### Work instruction
Your answer must be the records below, given again exactly, with no pictures in it.
- - -
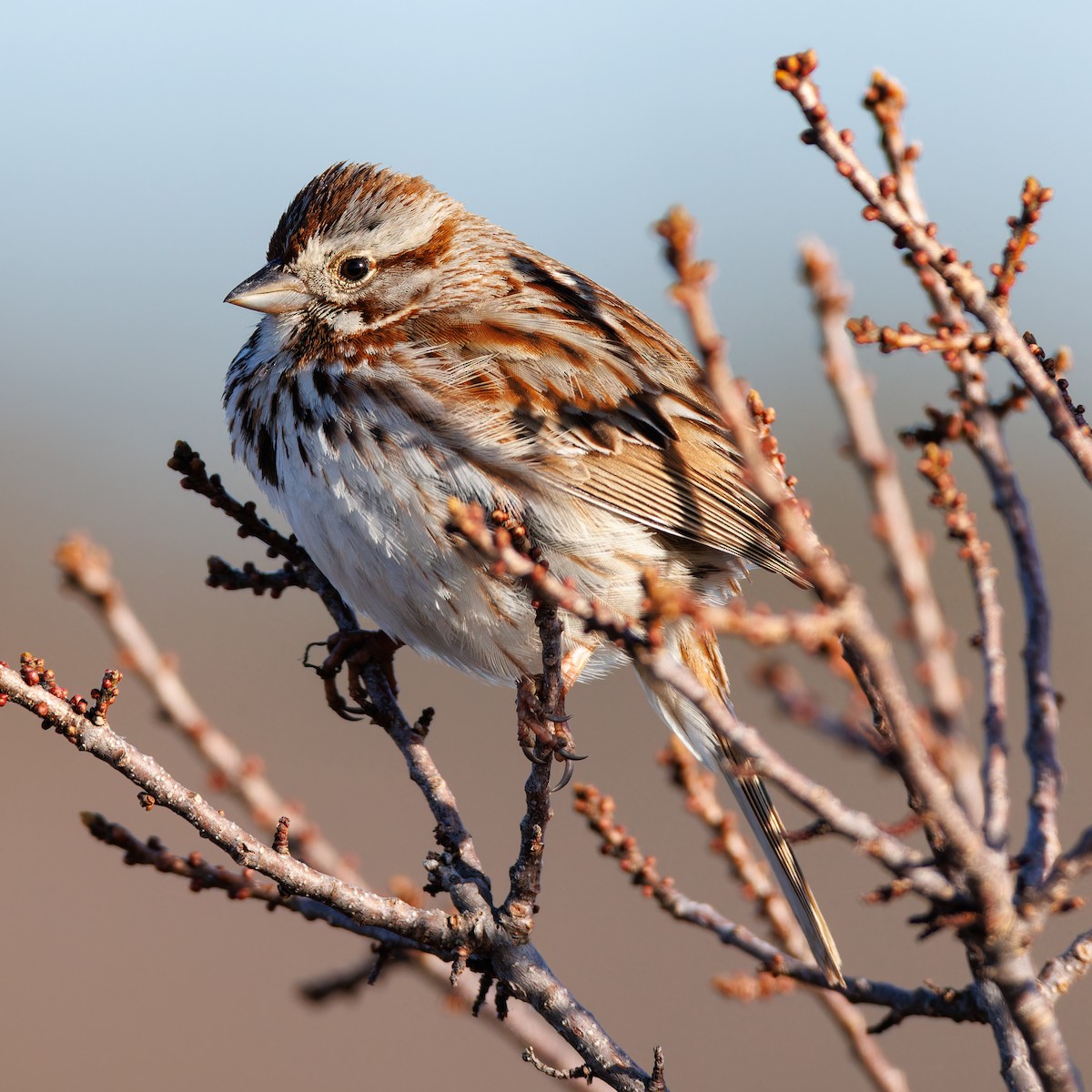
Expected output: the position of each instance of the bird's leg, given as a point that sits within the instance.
(572, 664)
(543, 732)
(354, 648)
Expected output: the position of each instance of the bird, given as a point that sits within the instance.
(410, 352)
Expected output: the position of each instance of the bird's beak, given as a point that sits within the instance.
(270, 289)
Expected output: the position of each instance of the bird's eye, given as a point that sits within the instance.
(354, 268)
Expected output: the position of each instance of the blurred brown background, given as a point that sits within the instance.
(151, 156)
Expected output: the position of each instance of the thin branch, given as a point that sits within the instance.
(794, 75)
(697, 782)
(935, 467)
(877, 464)
(889, 851)
(1059, 975)
(948, 1004)
(521, 967)
(954, 838)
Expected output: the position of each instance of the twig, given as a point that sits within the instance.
(599, 811)
(794, 75)
(525, 975)
(889, 851)
(935, 467)
(876, 461)
(1059, 975)
(697, 784)
(959, 849)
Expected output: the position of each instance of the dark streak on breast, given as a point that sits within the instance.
(267, 457)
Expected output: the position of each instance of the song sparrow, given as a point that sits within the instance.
(412, 352)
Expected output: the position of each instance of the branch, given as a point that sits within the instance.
(794, 75)
(525, 976)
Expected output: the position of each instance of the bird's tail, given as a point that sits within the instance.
(700, 653)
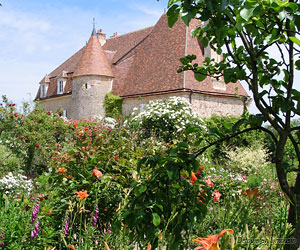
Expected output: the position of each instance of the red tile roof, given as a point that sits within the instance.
(142, 62)
(93, 60)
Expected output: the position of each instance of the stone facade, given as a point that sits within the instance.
(53, 104)
(88, 94)
(203, 105)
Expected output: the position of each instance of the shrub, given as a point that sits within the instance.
(166, 119)
(32, 137)
(247, 159)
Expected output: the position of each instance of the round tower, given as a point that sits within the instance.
(92, 79)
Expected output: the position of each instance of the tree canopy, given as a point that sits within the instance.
(259, 43)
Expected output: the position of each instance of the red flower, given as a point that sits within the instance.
(208, 182)
(251, 192)
(211, 242)
(82, 194)
(193, 177)
(72, 247)
(61, 171)
(217, 196)
(97, 173)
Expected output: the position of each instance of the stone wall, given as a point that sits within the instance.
(88, 94)
(53, 104)
(204, 105)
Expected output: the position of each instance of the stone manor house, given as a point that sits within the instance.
(138, 66)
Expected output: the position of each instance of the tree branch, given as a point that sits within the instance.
(226, 138)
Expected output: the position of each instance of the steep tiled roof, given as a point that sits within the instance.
(142, 62)
(93, 60)
(123, 44)
(157, 60)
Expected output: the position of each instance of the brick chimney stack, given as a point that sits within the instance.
(114, 35)
(101, 36)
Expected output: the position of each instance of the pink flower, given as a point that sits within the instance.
(217, 196)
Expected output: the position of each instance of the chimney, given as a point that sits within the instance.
(114, 35)
(101, 36)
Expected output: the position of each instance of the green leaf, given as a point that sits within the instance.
(156, 219)
(171, 2)
(199, 77)
(172, 15)
(188, 16)
(246, 13)
(295, 40)
(190, 130)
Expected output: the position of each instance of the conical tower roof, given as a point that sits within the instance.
(93, 60)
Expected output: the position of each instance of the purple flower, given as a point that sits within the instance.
(34, 233)
(66, 226)
(2, 242)
(35, 212)
(95, 218)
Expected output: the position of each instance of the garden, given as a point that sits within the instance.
(135, 183)
(165, 178)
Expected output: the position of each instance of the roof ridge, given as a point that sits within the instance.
(130, 32)
(93, 60)
(51, 76)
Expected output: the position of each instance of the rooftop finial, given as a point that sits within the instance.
(94, 33)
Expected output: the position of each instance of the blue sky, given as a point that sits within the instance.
(38, 35)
- - -
### Output for this task
Expected output: the position of each instance of the bird's leg, given as a point that sits within the instance.
(572, 664)
(543, 732)
(354, 648)
Expected output: the position of each instance of the bird, given as a point that sits within the instance.
(410, 352)
Expected output: the position of each instance of the bird's beak, given as a point that sits within the instance.
(270, 289)
Expected output: the position of each instance of the bird's eye, given as a point that sits within the instance.
(354, 268)
Expected output: the position of each instance of the blurred brown background, given as a point that sits within the instance.
(151, 156)
Expected output: the position of each instance of the thin branch, given as a point that sits within the instance.
(794, 75)
(697, 782)
(935, 467)
(877, 464)
(889, 851)
(1059, 975)
(948, 1004)
(521, 967)
(954, 838)
Expected output: the position of each instance of the twig, given as a point that sits within the instance.
(599, 811)
(794, 75)
(525, 975)
(889, 851)
(935, 467)
(876, 461)
(1059, 975)
(697, 784)
(959, 849)
Expected output: the position of each instance of the dark streak on breast, given as a point that sits within the instance.
(267, 457)
Expected output: the position of each instance of the song sparrow, given as a point that sits within the instance.
(412, 352)
Expected output: the position of each instance of the branch, given as a point that sits within the instance.
(794, 75)
(525, 976)
Expected output: the position of each instance of the bird's tail, given as a point that sits within the instance.
(700, 653)
Expected output: the position of each instance of the red tile roof, given as a point that sits within the instance.
(142, 62)
(93, 60)
Expected output: the position of each instance of the stone facade, given as a point that sits within the instance.
(53, 104)
(88, 94)
(203, 105)
Expected output: the position of each instance of the shrub, given as a point that sits within the instance.
(166, 119)
(32, 137)
(247, 159)
Expected output: the position of each instance of the round tower, given as a point that sits within the instance.
(92, 79)
Expected output: the position of each instance of the tree canopy, given as a point that sits within the instance.
(259, 43)
Expected output: the position of each instance of the red flower, given as a point that sits within the instance.
(208, 182)
(251, 192)
(211, 242)
(82, 194)
(193, 177)
(72, 247)
(61, 171)
(217, 196)
(97, 173)
Expected output: the position of each instance of the stone wall, given as a point that sits within the instance.
(88, 94)
(53, 104)
(204, 105)
Expected output: the position of each instance of the stone manor house, given as a point that sits within the instance.
(138, 66)
Expected output: the position of each instance of the tree branch, given as a point that sits within the instance.
(226, 138)
Expected output: the position of each instance of the steep tiled roof, given as a point that sits within the instance.
(142, 62)
(93, 60)
(123, 44)
(157, 60)
Expected output: the position of each instance of the brick chimney stack, given as a point that sits within the instance.
(114, 35)
(101, 36)
Expected output: the position of each instance of the pink flower, given as a point that sits within the instance.
(217, 196)
Expected output: the position of each instance of the chimney, given as a point that sits within the instance.
(114, 35)
(101, 36)
Expected output: the position of each instance of the green leaf, given as a point that sits within the instance.
(156, 219)
(171, 2)
(199, 77)
(172, 15)
(188, 16)
(246, 13)
(295, 40)
(190, 130)
Expected output: the position of each instance of the conical tower roof, given as a point that sits within the instance.
(93, 60)
Expected output: the position of each instance of the purple flower, given as a point that sits within the instance.
(34, 233)
(66, 226)
(2, 242)
(35, 212)
(95, 218)
Expected output: the position of each instance of the garden, given as a point that sits within the instance.
(135, 183)
(165, 178)
Expected output: the position of each instance of the roof ridge, given as a point that sits within the instance.
(130, 32)
(93, 60)
(51, 76)
Expected output: the position of each instance of the rooftop finial, given as a point that sits within the instance.
(94, 33)
Expected output: the position of each instance of the blue sky, given as a point that sits within the instance.
(38, 35)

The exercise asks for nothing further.